* PROBLEM *
Return all of the data below word for word, leaving every line unchanged.

* DATA SECTION *
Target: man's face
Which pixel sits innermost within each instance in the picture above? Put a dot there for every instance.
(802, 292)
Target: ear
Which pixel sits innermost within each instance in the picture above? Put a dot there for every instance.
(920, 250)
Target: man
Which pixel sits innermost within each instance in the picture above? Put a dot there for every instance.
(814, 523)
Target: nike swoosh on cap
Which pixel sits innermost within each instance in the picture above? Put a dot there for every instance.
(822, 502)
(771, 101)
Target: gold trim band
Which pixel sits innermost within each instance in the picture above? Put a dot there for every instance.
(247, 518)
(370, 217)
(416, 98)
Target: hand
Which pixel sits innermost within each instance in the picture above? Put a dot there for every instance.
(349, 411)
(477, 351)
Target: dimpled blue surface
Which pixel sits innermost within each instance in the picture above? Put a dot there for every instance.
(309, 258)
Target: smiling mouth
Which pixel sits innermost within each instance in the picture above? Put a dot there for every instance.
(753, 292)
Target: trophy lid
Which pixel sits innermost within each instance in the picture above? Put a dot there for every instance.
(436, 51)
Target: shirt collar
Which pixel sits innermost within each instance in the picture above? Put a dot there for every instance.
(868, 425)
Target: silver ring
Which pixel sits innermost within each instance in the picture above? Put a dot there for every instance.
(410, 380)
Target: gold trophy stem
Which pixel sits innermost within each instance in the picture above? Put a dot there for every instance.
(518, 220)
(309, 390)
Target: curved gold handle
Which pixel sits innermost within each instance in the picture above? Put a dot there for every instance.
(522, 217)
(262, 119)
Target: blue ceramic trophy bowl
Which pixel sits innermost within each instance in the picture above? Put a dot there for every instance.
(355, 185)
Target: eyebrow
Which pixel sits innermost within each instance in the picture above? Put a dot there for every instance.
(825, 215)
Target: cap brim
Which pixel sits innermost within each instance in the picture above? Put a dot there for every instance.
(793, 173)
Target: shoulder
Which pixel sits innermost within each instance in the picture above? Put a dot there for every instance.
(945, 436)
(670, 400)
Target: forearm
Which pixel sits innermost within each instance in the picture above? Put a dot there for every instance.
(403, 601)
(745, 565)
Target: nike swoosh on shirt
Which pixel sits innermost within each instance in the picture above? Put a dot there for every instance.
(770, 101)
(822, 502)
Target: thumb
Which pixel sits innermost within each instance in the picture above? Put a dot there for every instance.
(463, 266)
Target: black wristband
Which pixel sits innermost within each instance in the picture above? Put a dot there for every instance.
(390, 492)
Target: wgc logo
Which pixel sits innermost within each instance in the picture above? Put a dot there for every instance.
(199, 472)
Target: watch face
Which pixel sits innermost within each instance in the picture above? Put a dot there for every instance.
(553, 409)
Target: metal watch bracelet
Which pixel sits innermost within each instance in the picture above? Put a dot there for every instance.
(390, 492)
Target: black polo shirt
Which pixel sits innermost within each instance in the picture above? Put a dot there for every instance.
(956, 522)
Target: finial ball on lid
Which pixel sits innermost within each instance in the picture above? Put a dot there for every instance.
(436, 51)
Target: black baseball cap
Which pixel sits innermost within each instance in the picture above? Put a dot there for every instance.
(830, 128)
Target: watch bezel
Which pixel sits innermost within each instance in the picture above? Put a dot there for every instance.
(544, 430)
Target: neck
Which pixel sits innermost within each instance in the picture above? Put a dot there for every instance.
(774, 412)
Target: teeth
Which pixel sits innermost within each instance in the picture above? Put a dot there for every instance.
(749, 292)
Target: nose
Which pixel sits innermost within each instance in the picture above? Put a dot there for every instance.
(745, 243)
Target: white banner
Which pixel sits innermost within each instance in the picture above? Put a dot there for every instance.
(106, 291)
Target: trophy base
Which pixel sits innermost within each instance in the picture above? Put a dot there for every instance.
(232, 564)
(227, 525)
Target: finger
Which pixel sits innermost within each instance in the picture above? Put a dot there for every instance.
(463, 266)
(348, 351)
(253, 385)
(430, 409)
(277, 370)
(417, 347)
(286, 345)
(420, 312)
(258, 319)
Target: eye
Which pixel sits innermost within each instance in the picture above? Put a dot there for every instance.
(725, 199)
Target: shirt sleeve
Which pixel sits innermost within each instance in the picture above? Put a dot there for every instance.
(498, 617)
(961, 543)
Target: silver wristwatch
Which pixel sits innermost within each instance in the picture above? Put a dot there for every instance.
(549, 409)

* EXERCISE ANSWER *
Target: man's face
Which pixel sits innermost within each instance in the picture above? Put a dot there for every instance.
(802, 292)
Target: ear
Which pixel sits innermost within each instance in the picture above? Put a dot there for every instance.
(920, 250)
Target: man
Which pixel sits innermost within each instance in the picture above? Put a dot there for every instance.
(814, 523)
Target: nike swoosh on cap
Which pixel sits innermost within each instance in the picture above? Put a dot there for every instance.
(822, 502)
(771, 101)
Target: gold trim band
Which pixel sits innermost within each instance in the picture above? Put a dot there for every instance.
(247, 518)
(370, 217)
(416, 98)
Target: hand
Which pixel sits innermost within each instance in the picture above? Put a dot there for every instance.
(349, 411)
(477, 351)
Target: dimpled blue surface
Which pixel sits innermost within each instance in the picture above? Put a dot there for every instance.
(309, 258)
Target: smiling mouth
Which pixel sits innermost within each instance in the picture above? Put a dot there for every instance.
(753, 292)
Target: trophy lid
Which pixel sits innermost within each instance in the picture above? Put a dot there for every instance.
(436, 51)
Target: shirt collar
Which pixel sits innermost within each instance in the picture above? Put a dot there for every instance.
(868, 425)
Target: silver ring
Which pixel sits innermost within each instance in the picture above? Put a dot there for every instance.
(410, 380)
Target: gold trophy stem
Which pixel sits innermost within each instance in the picture above? Put a dot there for every instance.
(518, 220)
(309, 390)
Target: curved gold handle
Which pixel sits innermost within each instance in the picture above? Put a dot there for every instance.
(522, 217)
(262, 119)
Target: blue ceramic trophy bowl
Which pixel sits innermost within each instance in the picture above? Put a dot there for every instance.
(355, 185)
Target: eyebrow
Which pixel sits innermost within each instance in the picture above? Put a dot there for every instance.
(825, 215)
Target: cap brim
Which pixel sits innermost within each instance in the picture above? Put a dot there for every instance.
(793, 173)
Target: shoulder
Which pixel sits innermost within each instance in the picture above? Put a dot there for every instance.
(945, 436)
(670, 400)
Target: forearm
Which pixel sits innermost within each instance in the picture above? Put a dot there for every instance.
(403, 601)
(745, 565)
Target: nike swoosh on shirt
Which pixel sits innermost within each instance in the picture above? Put a dot there for every instance.
(770, 101)
(822, 502)
Target: thumb
Which pixel sits innermost within each instance in the picture above? Put a dot there for every instance.
(463, 266)
Target: black wristband
Which pixel sits innermost within each instance in the picture above? Put a dot there for every instance.
(390, 492)
Target: wgc logo
Which pixel sits innermost within each instance in the picture above? Put a dot there for every instance.
(199, 472)
Target: watch face
Which pixel sits innermost within each instance in the picture above? Put a dot there for every instance.
(553, 409)
Target: metal watch bracelet
Which pixel sits innermost within each instance in the picture above? Put a dot there for every instance.
(390, 492)
Target: black polo shirt
Which pixel sits innermost within each instance in the picture above? Put a dot there for every instance.
(956, 522)
Target: finial ball on lid
Which pixel sits innermost within each instance in the picture above? Put a dot there for every instance.
(436, 51)
Target: black baseball cap
Which pixel sits innermost within each instance in the picture above? Put a dot there for every instance.
(830, 128)
Target: watch bezel
Which pixel sits innermost within each instance in the picture above? Put a dot there for every instance.
(544, 430)
Target: neck
Which pixel sits innermost within each instance in the picture above? Put a dot there for every instance.
(774, 412)
Target: teeth
Which pixel sits innermost within each instance in the picture above? Put a dot there for every instance.
(749, 292)
Target: nose
Which pixel sits innermost within each instance in the picture above? Put a dot there for every instance.
(745, 243)
Target: white banner
Which pixel sits innermost within each instance in the picture above? Put a dot there for every instance.
(106, 291)
Target: trophy base
Which pixel sits innermost within each instance in the picture above? Put a dot there for every instance.
(232, 564)
(227, 525)
Target: finger
Which pixel sits innermost within each instance in the picture above? Put a dot there for every instance.
(463, 266)
(348, 351)
(253, 385)
(430, 409)
(277, 370)
(417, 347)
(286, 345)
(420, 312)
(258, 319)
Target: eye
Which pixel sits innermost within each instance in the picture above? Put a dot there for every instance.
(725, 199)
Target: shirt sleeve
Which pixel sits innermost within each instance in the picture above? Put a dot there for every instance.
(498, 617)
(961, 543)
Target: silver wristwatch
Which pixel sits innermost within each instance in the picture above? Put a dot there for every instance.
(549, 409)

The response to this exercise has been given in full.